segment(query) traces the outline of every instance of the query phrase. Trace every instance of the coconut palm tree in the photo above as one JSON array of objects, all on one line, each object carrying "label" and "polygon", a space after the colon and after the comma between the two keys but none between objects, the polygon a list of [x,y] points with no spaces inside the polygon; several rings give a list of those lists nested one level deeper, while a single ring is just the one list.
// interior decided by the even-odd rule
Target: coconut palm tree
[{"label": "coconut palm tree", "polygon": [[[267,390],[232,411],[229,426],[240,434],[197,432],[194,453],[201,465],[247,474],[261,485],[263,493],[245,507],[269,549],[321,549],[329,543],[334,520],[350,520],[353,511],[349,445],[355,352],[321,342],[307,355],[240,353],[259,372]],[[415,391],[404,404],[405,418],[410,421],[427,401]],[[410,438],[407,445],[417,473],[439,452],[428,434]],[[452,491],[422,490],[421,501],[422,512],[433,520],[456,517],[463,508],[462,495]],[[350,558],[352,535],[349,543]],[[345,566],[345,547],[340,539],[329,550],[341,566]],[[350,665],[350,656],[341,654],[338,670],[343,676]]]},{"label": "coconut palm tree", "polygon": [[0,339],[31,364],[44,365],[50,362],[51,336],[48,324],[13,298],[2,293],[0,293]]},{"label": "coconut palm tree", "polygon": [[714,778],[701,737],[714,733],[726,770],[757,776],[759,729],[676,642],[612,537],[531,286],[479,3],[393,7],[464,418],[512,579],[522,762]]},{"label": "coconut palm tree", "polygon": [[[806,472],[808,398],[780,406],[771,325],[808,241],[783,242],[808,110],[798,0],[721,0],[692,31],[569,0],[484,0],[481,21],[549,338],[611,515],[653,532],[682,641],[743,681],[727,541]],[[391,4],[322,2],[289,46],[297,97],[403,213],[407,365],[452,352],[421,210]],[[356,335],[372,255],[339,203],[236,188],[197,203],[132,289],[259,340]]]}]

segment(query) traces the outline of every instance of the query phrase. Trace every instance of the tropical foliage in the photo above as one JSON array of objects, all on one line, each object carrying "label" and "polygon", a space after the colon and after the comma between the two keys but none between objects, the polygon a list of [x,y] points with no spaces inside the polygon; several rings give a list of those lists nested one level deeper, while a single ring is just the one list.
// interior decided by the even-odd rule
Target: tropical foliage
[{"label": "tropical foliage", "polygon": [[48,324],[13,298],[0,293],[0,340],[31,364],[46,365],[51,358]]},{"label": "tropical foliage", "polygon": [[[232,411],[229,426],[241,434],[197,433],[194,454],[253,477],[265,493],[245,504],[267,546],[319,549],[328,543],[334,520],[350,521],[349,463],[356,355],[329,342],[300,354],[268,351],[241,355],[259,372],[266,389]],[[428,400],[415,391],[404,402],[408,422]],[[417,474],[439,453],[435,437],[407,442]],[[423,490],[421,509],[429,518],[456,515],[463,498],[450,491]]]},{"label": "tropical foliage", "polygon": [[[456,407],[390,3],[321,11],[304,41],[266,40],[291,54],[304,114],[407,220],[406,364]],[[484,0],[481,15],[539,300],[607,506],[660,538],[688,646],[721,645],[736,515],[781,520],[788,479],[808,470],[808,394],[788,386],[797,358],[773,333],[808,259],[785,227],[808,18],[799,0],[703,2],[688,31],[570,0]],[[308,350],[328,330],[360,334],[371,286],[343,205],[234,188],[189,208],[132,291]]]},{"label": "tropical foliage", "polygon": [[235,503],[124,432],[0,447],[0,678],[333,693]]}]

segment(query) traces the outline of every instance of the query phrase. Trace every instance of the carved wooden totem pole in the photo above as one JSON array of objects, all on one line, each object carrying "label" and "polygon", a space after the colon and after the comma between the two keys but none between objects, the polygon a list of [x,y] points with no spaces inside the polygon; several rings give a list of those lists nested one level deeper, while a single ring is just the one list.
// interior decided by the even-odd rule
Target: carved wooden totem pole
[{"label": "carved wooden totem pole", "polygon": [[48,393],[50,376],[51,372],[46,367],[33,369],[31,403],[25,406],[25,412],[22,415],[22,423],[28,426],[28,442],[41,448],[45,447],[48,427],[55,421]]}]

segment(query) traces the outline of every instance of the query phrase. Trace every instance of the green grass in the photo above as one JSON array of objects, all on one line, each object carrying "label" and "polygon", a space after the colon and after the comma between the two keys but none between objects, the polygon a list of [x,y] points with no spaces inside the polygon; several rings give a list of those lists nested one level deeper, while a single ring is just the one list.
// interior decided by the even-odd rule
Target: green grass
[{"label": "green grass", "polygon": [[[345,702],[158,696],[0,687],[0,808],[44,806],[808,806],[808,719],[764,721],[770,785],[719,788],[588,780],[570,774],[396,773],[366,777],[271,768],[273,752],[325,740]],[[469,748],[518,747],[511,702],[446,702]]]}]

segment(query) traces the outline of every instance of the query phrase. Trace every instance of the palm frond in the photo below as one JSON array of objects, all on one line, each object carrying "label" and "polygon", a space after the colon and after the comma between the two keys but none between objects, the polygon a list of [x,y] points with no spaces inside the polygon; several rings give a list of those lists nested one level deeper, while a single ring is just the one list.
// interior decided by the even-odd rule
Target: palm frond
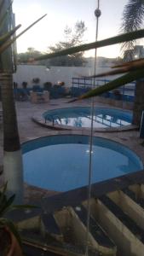
[{"label": "palm frond", "polygon": [[8,49],[17,38],[22,36],[26,32],[27,32],[31,27],[32,27],[36,23],[43,19],[47,15],[43,15],[38,20],[31,24],[28,27],[26,27],[24,31],[22,31],[19,35],[14,37],[12,39],[5,42],[3,45],[0,46],[0,54],[2,54],[6,49]]},{"label": "palm frond", "polygon": [[88,77],[84,77],[84,78],[100,78],[100,77],[106,77],[106,76],[112,76],[114,74],[119,74],[119,73],[128,73],[130,71],[134,71],[134,70],[138,70],[138,69],[141,69],[144,68],[144,59],[140,59],[137,60],[136,61],[130,61],[130,62],[125,62],[122,65],[118,65],[118,66],[115,66],[115,67],[112,67],[112,68],[116,68],[112,71],[108,71],[108,72],[105,72],[105,73],[101,73],[99,74],[95,74],[95,75],[91,75],[91,76],[88,76]]},{"label": "palm frond", "polygon": [[9,32],[4,34],[3,36],[0,37],[0,45],[3,44],[7,40],[9,40],[11,36],[13,36],[15,32],[21,26],[21,25],[16,26],[14,29],[12,29]]},{"label": "palm frond", "polygon": [[144,30],[141,29],[139,31],[109,38],[101,41],[97,41],[90,44],[85,44],[72,47],[51,54],[42,55],[39,57],[34,58],[33,61],[42,61],[42,60],[50,59],[50,58],[62,56],[66,55],[72,55],[79,51],[84,51],[91,49],[96,49],[96,48],[112,45],[119,43],[128,42],[130,40],[141,38],[143,37],[144,37]]},{"label": "palm frond", "polygon": [[135,79],[142,79],[143,74],[144,74],[144,68],[141,68],[139,70],[135,70],[135,71],[130,72],[130,73],[121,76],[120,78],[118,78],[112,81],[110,81],[109,83],[106,84],[105,85],[101,85],[101,86],[99,86],[98,88],[89,90],[89,92],[79,96],[78,99],[72,100],[69,102],[100,96],[104,92],[117,89],[119,86],[122,86],[124,84],[126,84],[128,83],[135,81]]},{"label": "palm frond", "polygon": [[[144,19],[144,1],[143,0],[129,0],[125,5],[123,17],[121,32],[130,32],[137,31],[143,24]],[[135,40],[124,42],[122,45],[122,51],[132,49]]]}]

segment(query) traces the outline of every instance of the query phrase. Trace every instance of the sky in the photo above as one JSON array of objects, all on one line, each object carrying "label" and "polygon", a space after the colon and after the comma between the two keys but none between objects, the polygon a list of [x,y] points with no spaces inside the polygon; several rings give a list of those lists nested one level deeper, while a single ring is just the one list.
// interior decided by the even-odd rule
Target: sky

####

■ **GOAL**:
Convert the records above into a numbered list with one entry per line. Skip the blank lines and leave out the pictures.

■ **WRITTEN RESPONSE**:
1. segment(query) traces the outline of every instance of the query phrase. Trace every instance of the coconut palm tree in the photo above as one JSON array of objects, all on one line, each object carrying "label" and "polygon", a space after the colon and after the comma between the two keys but none between objects, the polygon a list of [x,y] points with no spaces inside the polygon; several rings give a list of those lists nested one level deeper, while a single ring is just the one list.
2. // interior decided by the even-odd rule
3. Target: coconut palm tree
4. [{"label": "coconut palm tree", "polygon": [[[267,390],[232,411],[229,426],[240,434],[197,432],[194,453],[201,465],[247,474],[261,485],[263,493],[245,507],[269,549],[321,549],[329,543],[334,520],[350,520],[353,511],[349,445],[355,352],[321,342],[307,355],[240,353],[259,372]],[[415,391],[404,404],[405,418],[410,421],[427,401]],[[410,438],[407,445],[417,473],[439,452],[428,434]],[[452,491],[422,490],[421,501],[422,512],[433,520],[456,517],[463,508],[462,495]],[[350,558],[352,535],[349,543]],[[345,566],[345,547],[340,539],[329,550],[341,566]],[[350,665],[350,656],[341,654],[338,670],[343,676]]]},{"label": "coconut palm tree", "polygon": [[0,339],[31,364],[44,365],[50,362],[51,336],[48,324],[13,298],[2,293],[0,293]]},{"label": "coconut palm tree", "polygon": [[714,778],[701,737],[714,733],[726,770],[757,776],[759,729],[676,642],[612,537],[531,286],[479,3],[393,7],[464,418],[512,579],[522,762]]},{"label": "coconut palm tree", "polygon": [[[806,472],[808,398],[780,406],[771,325],[808,241],[783,242],[808,110],[798,0],[721,0],[692,31],[569,0],[484,0],[481,21],[549,338],[611,515],[653,532],[682,641],[743,681],[727,541]],[[391,4],[322,2],[289,46],[297,97],[403,213],[407,365],[452,352],[421,210]],[[356,335],[372,255],[339,203],[236,188],[197,203],[132,289],[259,340]]]}]
5. segment(query) traces the outline of every instance of the query phrase. Trace every instance of the tropical foliage in the photo above as one JSON array of objects, all on one line, each object carrying "label" and "polygon", a space after the colon and after the comma between the two keys but none between objects, the polygon a list of [x,y] points with no spaces inside the polygon; several rings give a list of those lists nested one level deeper, while a single ring is just the one list.
6. // interior decided by the even-odd rule
7. Target: tropical foliage
8. [{"label": "tropical foliage", "polygon": [[48,324],[13,298],[0,293],[0,340],[31,364],[46,365],[51,358]]},{"label": "tropical foliage", "polygon": [[[232,411],[229,426],[241,434],[197,433],[194,454],[253,477],[265,493],[245,504],[267,546],[319,549],[328,543],[334,520],[350,521],[349,463],[356,355],[329,342],[300,354],[268,351],[241,355],[259,372],[266,389]],[[428,400],[415,391],[404,402],[408,422]],[[417,474],[439,453],[435,437],[407,442]],[[423,490],[421,509],[429,518],[456,515],[463,498],[450,491]]]},{"label": "tropical foliage", "polygon": [[[456,407],[390,3],[321,11],[304,41],[266,40],[291,54],[304,114],[407,220],[406,364]],[[484,0],[481,15],[539,300],[607,506],[660,538],[688,646],[721,645],[736,515],[781,520],[788,479],[808,470],[808,394],[788,386],[797,358],[773,333],[808,259],[785,227],[808,18],[799,0],[703,2],[688,31],[570,0]],[[308,350],[328,330],[360,334],[371,286],[343,205],[234,188],[189,208],[132,291]]]},{"label": "tropical foliage", "polygon": [[235,503],[124,432],[0,447],[0,678],[333,693]]}]
9. segment(query) traces the outline of every instance of the query phrase. Trace every instance of the carved wooden totem pole in the photo above as one JSON array of objects, all on one line, each object carrying "label" and "polygon", a space after the colon and after the comma between the two keys but none between objects, the polygon a list of [x,y] points with no spaces inside the polygon; several rings give a list of those lists nested one level deeper, while a single ring is just the one list.
10. // interior decided by the even-odd rule
11. Target: carved wooden totem pole
12. [{"label": "carved wooden totem pole", "polygon": [[48,393],[50,376],[51,372],[46,367],[33,369],[31,403],[25,406],[25,412],[22,415],[22,423],[28,426],[28,442],[41,448],[45,447],[48,427],[55,421]]}]
13. segment(query) traces the outline of every instance of the query phrase. Trace every instance of the green grass in the photo above as one JSON array of objects, all on one line, each object carrying "label" and "polygon", a space after the colon and after the comma between the two keys but none between objects, the polygon a list of [x,y] points with no spaces inside the polygon; several rings give a list of those lists nested one level deeper, while a single ring is just the one list.
14. // interior decided by the even-odd rule
15. Target: green grass
16. [{"label": "green grass", "polygon": [[[345,702],[158,696],[0,687],[0,808],[44,806],[808,806],[808,719],[764,721],[770,785],[719,788],[588,780],[570,774],[396,773],[366,777],[271,768],[273,752],[325,740]],[[469,748],[518,747],[511,702],[446,702]]]}]
17. segment(query) traces the outline of every instance of the query phrase. Trace every instance of the palm frond in the photo below as one JSON array of objects, all on one line, each object carrying "label" and "polygon", a space after the colon and after the comma between the two keys but none between objects, the polygon a list of [x,y] points with no spaces inside the polygon; several rings give a list of those lists nested one level deeper, while a single ring is just the one list.
18. // interior decided by the even-odd rule
19. Target: palm frond
20. [{"label": "palm frond", "polygon": [[8,49],[17,38],[22,36],[26,32],[27,32],[31,27],[32,27],[36,23],[43,19],[47,15],[43,15],[38,20],[31,24],[28,27],[26,27],[24,31],[22,31],[19,35],[14,37],[12,39],[5,42],[3,45],[0,46],[0,54],[2,54],[6,49]]},{"label": "palm frond", "polygon": [[88,77],[84,77],[84,78],[100,78],[100,77],[106,77],[106,76],[112,76],[114,74],[119,74],[119,73],[128,73],[130,71],[134,71],[134,70],[138,70],[138,69],[141,69],[144,68],[144,59],[140,59],[137,60],[136,61],[130,61],[130,62],[125,62],[122,65],[118,65],[118,66],[115,66],[115,67],[112,67],[112,68],[116,68],[112,71],[108,71],[108,72],[105,72],[105,73],[101,73],[99,74],[95,74],[95,75],[91,75],[91,76],[88,76]]},{"label": "palm frond", "polygon": [[9,32],[4,34],[3,36],[0,37],[0,45],[3,44],[7,40],[9,40],[11,36],[13,36],[15,32],[21,26],[21,25],[16,26],[14,29],[12,29]]},{"label": "palm frond", "polygon": [[144,30],[141,29],[139,31],[109,38],[101,41],[97,41],[90,44],[85,44],[72,47],[51,54],[42,55],[39,57],[34,58],[33,61],[42,61],[42,60],[50,59],[50,58],[62,56],[66,55],[72,55],[79,51],[84,51],[91,49],[96,49],[96,48],[112,45],[119,43],[128,42],[130,40],[141,38],[143,37],[144,37]]},{"label": "palm frond", "polygon": [[135,79],[142,79],[143,74],[144,74],[144,68],[141,68],[139,70],[135,70],[135,71],[130,72],[130,73],[121,76],[120,78],[118,78],[112,81],[110,81],[109,83],[106,84],[105,85],[101,85],[101,86],[99,86],[98,88],[89,90],[89,92],[79,96],[78,99],[72,100],[69,102],[100,96],[104,92],[117,89],[119,86],[122,86],[124,84],[126,84],[128,83],[135,81]]},{"label": "palm frond", "polygon": [[[144,19],[144,1],[143,0],[129,0],[125,5],[123,17],[121,32],[130,32],[137,31],[143,24]],[[135,40],[124,42],[122,45],[122,51],[132,49]]]}]
21. segment(query) traces the outline of every instance of the query phrase. Trace every instance of the sky in the photo above as one JSON array of objects, all on one line, each object carrying "label" and "polygon", a space after the colon and after the comma between the two keys but none between objects, the polygon a list of [x,y] points with no spaces inside the polygon; several rings give a list of those lists nested one level deeper, while a single ring is just the one list.
22. // interior decided by the even-odd rule
23. Target: sky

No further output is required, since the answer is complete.